Exercise input below:

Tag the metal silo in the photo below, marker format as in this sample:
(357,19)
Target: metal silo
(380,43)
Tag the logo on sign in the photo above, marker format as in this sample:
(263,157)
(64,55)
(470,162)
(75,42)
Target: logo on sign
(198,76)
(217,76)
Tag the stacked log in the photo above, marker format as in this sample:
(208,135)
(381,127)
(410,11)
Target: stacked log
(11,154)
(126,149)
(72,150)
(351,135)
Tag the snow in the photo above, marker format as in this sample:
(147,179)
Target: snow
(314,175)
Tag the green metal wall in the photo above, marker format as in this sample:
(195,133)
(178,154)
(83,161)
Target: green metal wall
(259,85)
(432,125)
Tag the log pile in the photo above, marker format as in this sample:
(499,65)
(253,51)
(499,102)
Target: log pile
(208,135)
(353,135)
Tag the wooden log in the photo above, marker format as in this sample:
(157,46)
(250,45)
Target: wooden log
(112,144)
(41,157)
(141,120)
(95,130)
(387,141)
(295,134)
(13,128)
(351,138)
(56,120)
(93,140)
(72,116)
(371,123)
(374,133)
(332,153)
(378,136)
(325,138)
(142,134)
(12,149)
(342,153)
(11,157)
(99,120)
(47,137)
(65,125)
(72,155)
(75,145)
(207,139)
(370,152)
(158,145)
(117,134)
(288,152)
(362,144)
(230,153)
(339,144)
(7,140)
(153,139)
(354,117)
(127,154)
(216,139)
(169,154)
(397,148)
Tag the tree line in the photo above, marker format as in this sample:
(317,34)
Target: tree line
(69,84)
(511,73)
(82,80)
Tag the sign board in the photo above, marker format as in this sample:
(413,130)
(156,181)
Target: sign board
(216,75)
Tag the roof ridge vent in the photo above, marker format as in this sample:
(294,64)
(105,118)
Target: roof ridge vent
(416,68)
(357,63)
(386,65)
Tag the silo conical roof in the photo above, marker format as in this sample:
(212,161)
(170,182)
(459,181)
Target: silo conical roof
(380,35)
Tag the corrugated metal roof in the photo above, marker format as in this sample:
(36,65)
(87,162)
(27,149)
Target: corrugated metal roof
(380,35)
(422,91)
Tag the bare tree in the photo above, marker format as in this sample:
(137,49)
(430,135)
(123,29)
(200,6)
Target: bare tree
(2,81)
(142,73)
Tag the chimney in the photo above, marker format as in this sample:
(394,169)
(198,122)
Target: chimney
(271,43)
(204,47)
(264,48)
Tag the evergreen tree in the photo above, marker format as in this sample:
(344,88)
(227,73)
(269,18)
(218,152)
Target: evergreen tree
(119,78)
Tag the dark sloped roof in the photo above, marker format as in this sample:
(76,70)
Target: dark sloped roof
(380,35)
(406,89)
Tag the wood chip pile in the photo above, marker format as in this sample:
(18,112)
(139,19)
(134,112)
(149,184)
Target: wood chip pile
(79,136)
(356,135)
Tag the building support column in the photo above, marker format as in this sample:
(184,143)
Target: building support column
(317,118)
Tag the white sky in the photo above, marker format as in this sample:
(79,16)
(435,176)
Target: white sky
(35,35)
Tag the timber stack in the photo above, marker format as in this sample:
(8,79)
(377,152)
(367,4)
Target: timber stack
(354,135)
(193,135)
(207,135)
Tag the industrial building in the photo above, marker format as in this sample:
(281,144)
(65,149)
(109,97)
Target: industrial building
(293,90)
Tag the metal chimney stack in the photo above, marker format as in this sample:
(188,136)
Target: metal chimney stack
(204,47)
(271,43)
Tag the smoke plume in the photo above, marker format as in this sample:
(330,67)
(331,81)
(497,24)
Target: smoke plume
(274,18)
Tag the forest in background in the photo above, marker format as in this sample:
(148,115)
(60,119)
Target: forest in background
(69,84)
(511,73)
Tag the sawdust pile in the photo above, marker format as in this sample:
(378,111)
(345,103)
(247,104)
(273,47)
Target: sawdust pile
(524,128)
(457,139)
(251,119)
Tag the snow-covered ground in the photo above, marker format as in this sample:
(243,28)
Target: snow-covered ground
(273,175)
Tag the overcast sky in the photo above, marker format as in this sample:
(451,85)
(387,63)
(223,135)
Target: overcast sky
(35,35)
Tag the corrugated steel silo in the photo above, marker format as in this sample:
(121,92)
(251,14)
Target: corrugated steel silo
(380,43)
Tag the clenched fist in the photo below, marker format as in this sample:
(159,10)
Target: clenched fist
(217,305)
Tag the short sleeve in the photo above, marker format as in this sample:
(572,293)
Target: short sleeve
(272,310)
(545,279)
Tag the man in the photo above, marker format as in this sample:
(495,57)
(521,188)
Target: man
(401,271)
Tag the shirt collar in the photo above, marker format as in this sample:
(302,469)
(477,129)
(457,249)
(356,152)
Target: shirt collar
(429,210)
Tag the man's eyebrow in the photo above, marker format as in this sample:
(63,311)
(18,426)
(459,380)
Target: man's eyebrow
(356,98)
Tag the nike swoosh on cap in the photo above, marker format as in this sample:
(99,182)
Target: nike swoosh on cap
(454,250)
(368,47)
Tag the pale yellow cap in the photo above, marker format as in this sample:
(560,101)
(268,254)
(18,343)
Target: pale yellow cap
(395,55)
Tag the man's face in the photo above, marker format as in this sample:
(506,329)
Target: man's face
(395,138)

End of Exercise input.

Assignment | Set down each entry from above once more, exactly as written.

Solution for this problem |
Tag the metal silo in the photo below, marker format as in this sample:
(357,19)
Target: metal silo
(380,43)
Tag the logo on sign in the photo above, marker format as in this sample:
(263,157)
(64,55)
(470,162)
(75,42)
Target: logo on sign
(198,76)
(217,76)
Tag the stacked log in the photo above, marker format as in this sample:
(208,135)
(381,127)
(410,11)
Target: stacked log
(11,154)
(126,149)
(72,150)
(351,135)
Tag the snow in the photo above, marker format as in this sample:
(147,179)
Target: snow
(314,175)
Tag the green metal wall in the photo above, marker format as in this sample:
(195,133)
(178,154)
(83,161)
Target: green metal wall
(259,85)
(432,125)
Tag the log pile in the photo above, marker format as in this sample:
(499,65)
(253,51)
(499,102)
Target: log pile
(208,135)
(353,135)
Tag the wooden log in the photo above, marker format as in this sample:
(157,46)
(250,45)
Target: wooden log
(112,144)
(41,157)
(141,120)
(95,130)
(387,141)
(295,134)
(13,128)
(351,138)
(56,120)
(93,140)
(72,116)
(371,123)
(374,133)
(332,153)
(378,136)
(325,138)
(142,134)
(12,149)
(342,153)
(11,157)
(99,120)
(47,137)
(65,125)
(72,155)
(75,145)
(207,139)
(370,152)
(158,145)
(117,134)
(288,152)
(362,144)
(230,153)
(339,144)
(7,140)
(153,139)
(354,117)
(127,154)
(216,139)
(169,154)
(397,148)
Tag the tree line in the photo above, marker format as in this sample:
(317,34)
Target: tree line
(69,84)
(511,73)
(82,80)
Tag the sign board in the photo above, marker format as in this sample:
(413,130)
(156,181)
Target: sign board
(216,75)
Tag the roof ridge vent in the photo above, marker format as in this sample:
(294,64)
(105,118)
Target: roof ridge vent
(416,68)
(357,63)
(386,65)
Tag the silo conical roof in the photo above, marker format as in this sample:
(212,161)
(170,182)
(459,181)
Target: silo conical roof
(380,35)
Tag the corrugated metal roof in the photo above, marker format as in this sample:
(36,65)
(87,162)
(27,149)
Target: corrugated metal roof
(380,35)
(422,91)
Tag the bare tree in the photo above, marker format as in this sample:
(137,49)
(430,135)
(123,29)
(200,6)
Target: bare tree
(2,81)
(142,73)
Tag the chimney in the photo above, marker format as in this sample:
(394,169)
(198,122)
Target: chimney
(271,43)
(204,47)
(264,48)
Tag the evergreen tree in the photo above, marker format as in this sample:
(344,88)
(227,73)
(269,18)
(218,152)
Target: evergreen tree
(119,78)
Tag the dark sloped roof in the photo above, marker format as in this sample:
(76,70)
Target: dark sloped roof
(380,35)
(406,89)
Tag the wood chip pile in the photo above, marker format as in this sample:
(18,112)
(139,19)
(134,112)
(149,184)
Target: wood chip pile
(79,136)
(356,135)
Tag the building support column in the photo above, marker format as in this sample:
(184,143)
Target: building support column
(317,118)
Tag the white sky in the photo above, marker format as in this sample:
(79,16)
(435,176)
Target: white sky
(35,35)
Tag the timber stack in the photo above, marker format as in this sample:
(8,79)
(377,152)
(367,4)
Target: timber stack
(354,135)
(193,135)
(207,135)
Tag the industrial building in the photo above, marker format as in this sample:
(281,144)
(65,149)
(109,97)
Target: industrial building
(293,90)
Tag the metal chimney stack in the photo above, marker format as in this sample:
(188,136)
Target: metal chimney stack
(204,47)
(271,43)
Tag the smoke plume in the photo above, marker format as in this sample:
(330,67)
(331,81)
(497,24)
Target: smoke plume
(274,18)
Tag the forest in background in the photo above, marker format as in this sample:
(148,115)
(60,119)
Target: forest in background
(69,84)
(511,73)
Tag the sawdust pile in the photo above, marker format as in this sample:
(378,111)
(345,103)
(247,104)
(273,47)
Target: sawdust pile
(524,128)
(457,139)
(251,119)
Tag the snow-covered ground in the photo above, marker format as in this sample:
(243,28)
Target: snow-covered ground
(273,175)
Tag the overcast sky in the photo above, marker format as in this sample:
(451,85)
(387,63)
(223,135)
Target: overcast sky
(35,35)
Tag the corrugated steel silo in the photo above, marker format as in this sample:
(121,92)
(251,14)
Target: corrugated steel silo
(380,43)
Tag the clenched fist in the photo below, marker format as in this sample:
(159,10)
Target: clenched fist
(217,305)
Tag the short sleeve in the photo above, marker format as in this sample:
(572,293)
Target: short sleeve
(272,310)
(545,279)
Tag the man in the photo above, marker format as in this sample:
(495,57)
(521,188)
Target: man
(401,271)
Tag the shirt collar in the photo above, marker format as in this sample:
(302,469)
(477,129)
(457,249)
(356,152)
Target: shirt collar
(429,210)
Tag the man's eyebrow in the photo above, marker format as in this sample:
(63,311)
(18,426)
(459,380)
Target: man's eyebrow
(356,98)
Tag the nike swoosh on cap in the photo above, marker format as in this sample:
(99,182)
Target: nike swoosh on cap
(454,250)
(368,47)
Tag the pale yellow cap in the photo above, marker format as in this sample:
(560,101)
(268,254)
(18,343)
Target: pale yellow cap
(395,55)
Tag the man's face in the photo above, marker format as in this sample:
(506,329)
Target: man's face
(395,138)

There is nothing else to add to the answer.